* _Aim_
Collect each line in the listing below that contains the string "asphalt", treating uppercase and lowercase as different.

::::

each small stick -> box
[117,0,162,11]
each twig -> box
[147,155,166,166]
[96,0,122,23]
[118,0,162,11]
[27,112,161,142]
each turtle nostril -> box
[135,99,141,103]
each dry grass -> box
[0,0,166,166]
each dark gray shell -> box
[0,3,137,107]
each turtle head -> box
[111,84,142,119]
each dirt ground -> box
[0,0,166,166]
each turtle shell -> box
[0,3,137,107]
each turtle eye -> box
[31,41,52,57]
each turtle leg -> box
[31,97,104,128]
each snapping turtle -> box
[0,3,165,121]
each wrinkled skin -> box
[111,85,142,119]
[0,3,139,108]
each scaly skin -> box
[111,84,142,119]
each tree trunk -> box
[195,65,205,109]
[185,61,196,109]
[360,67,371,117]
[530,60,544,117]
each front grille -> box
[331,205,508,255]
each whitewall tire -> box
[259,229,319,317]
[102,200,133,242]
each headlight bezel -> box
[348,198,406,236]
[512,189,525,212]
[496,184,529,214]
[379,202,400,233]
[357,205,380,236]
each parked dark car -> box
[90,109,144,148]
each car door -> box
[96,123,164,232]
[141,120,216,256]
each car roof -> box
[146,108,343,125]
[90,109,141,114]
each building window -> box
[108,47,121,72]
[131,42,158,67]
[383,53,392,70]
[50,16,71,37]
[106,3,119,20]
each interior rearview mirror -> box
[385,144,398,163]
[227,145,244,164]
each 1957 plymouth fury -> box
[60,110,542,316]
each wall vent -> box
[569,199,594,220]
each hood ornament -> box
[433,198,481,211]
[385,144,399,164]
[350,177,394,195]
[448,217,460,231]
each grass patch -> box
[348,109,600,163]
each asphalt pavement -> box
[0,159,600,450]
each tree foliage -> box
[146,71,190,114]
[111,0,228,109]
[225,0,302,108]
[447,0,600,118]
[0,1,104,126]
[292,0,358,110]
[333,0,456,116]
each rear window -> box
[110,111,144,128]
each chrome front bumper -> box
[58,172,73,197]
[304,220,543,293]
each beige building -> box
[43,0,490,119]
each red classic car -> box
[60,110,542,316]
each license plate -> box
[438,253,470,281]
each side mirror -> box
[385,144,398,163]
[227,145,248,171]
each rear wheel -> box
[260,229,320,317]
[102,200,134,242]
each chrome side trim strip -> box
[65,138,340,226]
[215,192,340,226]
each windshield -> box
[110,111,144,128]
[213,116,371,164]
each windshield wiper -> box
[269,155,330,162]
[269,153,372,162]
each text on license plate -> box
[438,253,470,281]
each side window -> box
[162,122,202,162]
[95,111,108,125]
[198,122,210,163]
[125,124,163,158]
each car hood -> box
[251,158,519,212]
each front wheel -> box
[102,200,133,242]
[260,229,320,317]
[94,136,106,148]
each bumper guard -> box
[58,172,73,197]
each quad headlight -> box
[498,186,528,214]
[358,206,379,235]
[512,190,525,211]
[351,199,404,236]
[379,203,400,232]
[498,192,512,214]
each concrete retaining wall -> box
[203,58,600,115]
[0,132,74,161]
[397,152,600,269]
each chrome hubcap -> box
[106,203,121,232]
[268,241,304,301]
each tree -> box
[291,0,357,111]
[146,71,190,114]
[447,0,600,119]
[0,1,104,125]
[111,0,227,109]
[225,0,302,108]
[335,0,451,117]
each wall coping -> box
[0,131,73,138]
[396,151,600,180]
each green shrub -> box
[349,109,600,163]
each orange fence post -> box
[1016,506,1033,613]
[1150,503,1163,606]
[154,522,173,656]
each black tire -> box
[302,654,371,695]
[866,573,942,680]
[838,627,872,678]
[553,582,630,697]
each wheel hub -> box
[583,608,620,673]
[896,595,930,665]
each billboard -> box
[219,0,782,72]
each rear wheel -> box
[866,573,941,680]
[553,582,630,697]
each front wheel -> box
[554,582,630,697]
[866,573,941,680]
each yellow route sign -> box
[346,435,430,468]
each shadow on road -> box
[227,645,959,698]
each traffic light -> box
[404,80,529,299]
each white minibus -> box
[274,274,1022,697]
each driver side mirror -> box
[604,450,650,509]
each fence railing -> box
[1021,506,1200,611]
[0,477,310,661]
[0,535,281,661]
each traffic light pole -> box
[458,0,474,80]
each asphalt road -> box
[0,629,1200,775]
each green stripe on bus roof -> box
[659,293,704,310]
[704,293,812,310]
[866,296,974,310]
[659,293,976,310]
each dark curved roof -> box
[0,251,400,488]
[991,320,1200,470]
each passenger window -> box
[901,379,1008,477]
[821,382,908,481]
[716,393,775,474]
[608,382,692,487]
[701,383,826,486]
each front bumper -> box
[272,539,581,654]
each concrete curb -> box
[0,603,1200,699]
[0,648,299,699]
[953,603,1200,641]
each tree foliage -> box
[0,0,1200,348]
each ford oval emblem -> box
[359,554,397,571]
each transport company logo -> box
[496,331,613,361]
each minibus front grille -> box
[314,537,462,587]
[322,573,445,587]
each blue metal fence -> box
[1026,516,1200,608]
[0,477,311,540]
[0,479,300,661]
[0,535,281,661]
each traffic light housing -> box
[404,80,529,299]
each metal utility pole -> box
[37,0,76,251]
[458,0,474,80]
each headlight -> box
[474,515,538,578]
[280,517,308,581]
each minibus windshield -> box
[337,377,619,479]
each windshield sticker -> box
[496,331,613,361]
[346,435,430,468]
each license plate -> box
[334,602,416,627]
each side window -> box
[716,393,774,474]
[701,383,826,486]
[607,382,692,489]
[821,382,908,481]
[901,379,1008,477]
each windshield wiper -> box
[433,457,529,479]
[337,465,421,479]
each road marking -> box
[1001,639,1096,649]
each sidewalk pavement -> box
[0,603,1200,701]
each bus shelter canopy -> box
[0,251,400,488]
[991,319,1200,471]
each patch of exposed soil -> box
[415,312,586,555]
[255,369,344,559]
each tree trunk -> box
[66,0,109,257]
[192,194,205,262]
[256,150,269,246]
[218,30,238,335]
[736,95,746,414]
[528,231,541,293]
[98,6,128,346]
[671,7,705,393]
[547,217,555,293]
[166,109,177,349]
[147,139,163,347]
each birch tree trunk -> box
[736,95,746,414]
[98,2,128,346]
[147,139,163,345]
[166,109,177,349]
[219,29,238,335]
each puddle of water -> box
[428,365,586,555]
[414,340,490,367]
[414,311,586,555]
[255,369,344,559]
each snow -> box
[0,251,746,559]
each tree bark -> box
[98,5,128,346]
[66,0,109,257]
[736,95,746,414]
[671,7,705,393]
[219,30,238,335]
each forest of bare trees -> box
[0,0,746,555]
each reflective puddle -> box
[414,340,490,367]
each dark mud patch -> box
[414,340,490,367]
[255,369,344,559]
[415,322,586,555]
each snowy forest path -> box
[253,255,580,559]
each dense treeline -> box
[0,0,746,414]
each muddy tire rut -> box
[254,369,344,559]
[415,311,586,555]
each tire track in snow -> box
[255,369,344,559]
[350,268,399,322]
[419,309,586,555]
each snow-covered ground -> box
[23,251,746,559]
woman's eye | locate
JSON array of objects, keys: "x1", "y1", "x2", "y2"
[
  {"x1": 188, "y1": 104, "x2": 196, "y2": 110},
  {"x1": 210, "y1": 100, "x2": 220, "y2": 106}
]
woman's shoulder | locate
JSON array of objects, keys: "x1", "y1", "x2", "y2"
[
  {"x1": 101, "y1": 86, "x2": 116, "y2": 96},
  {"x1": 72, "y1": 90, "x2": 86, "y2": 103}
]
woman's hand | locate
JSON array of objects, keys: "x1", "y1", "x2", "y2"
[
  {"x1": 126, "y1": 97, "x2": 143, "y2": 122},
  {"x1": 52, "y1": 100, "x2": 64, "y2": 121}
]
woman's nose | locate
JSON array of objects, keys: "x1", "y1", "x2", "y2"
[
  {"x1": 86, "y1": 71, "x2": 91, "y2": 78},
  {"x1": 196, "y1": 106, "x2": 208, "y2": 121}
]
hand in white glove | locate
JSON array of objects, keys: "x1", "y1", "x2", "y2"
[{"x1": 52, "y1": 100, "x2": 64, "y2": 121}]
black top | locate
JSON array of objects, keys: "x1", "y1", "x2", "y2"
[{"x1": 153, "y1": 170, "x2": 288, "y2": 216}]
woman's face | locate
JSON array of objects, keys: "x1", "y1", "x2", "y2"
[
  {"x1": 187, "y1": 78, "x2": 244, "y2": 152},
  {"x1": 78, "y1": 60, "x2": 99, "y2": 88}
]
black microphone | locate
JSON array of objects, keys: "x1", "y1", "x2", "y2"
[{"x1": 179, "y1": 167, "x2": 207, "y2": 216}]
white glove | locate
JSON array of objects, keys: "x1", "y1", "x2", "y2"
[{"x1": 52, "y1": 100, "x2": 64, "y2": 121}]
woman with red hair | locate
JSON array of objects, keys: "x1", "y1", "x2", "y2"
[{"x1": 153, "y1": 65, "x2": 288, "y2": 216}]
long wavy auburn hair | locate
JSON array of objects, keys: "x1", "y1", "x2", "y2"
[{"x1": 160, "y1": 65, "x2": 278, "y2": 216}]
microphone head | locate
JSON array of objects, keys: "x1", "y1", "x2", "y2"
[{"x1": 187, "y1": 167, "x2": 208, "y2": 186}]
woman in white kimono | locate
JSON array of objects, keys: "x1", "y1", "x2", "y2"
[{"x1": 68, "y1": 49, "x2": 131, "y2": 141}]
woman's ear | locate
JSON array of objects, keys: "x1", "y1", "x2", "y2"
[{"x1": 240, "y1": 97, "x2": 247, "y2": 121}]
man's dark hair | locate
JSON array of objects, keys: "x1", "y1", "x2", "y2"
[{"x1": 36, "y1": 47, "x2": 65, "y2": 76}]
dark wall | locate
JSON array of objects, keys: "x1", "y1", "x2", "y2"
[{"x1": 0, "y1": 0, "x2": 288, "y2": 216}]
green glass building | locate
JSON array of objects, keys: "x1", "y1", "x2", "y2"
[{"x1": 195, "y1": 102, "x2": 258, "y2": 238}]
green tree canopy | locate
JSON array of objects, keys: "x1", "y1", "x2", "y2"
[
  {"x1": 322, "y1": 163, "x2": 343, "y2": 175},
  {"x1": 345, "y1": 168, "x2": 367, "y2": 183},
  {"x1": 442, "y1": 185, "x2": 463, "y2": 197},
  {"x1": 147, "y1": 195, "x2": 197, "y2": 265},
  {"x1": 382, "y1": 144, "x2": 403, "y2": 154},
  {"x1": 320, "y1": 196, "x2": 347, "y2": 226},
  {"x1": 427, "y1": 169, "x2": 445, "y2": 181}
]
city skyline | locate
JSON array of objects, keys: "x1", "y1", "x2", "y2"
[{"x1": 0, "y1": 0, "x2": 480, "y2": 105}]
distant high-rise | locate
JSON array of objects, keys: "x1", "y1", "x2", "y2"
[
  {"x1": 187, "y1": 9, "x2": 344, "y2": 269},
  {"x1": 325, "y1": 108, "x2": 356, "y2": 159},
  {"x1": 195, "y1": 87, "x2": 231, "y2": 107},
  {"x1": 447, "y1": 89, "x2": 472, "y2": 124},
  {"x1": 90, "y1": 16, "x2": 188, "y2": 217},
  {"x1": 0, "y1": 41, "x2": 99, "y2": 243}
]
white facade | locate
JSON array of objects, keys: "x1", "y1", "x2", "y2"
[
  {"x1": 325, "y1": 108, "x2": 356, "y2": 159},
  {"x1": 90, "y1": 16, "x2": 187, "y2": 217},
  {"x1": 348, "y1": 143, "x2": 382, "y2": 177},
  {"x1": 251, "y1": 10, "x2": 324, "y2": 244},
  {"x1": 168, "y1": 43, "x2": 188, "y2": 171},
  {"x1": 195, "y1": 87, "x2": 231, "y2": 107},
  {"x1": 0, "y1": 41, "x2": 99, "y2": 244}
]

::::

* _Final result_
each asphalt pavement -> box
each asphalt road -> box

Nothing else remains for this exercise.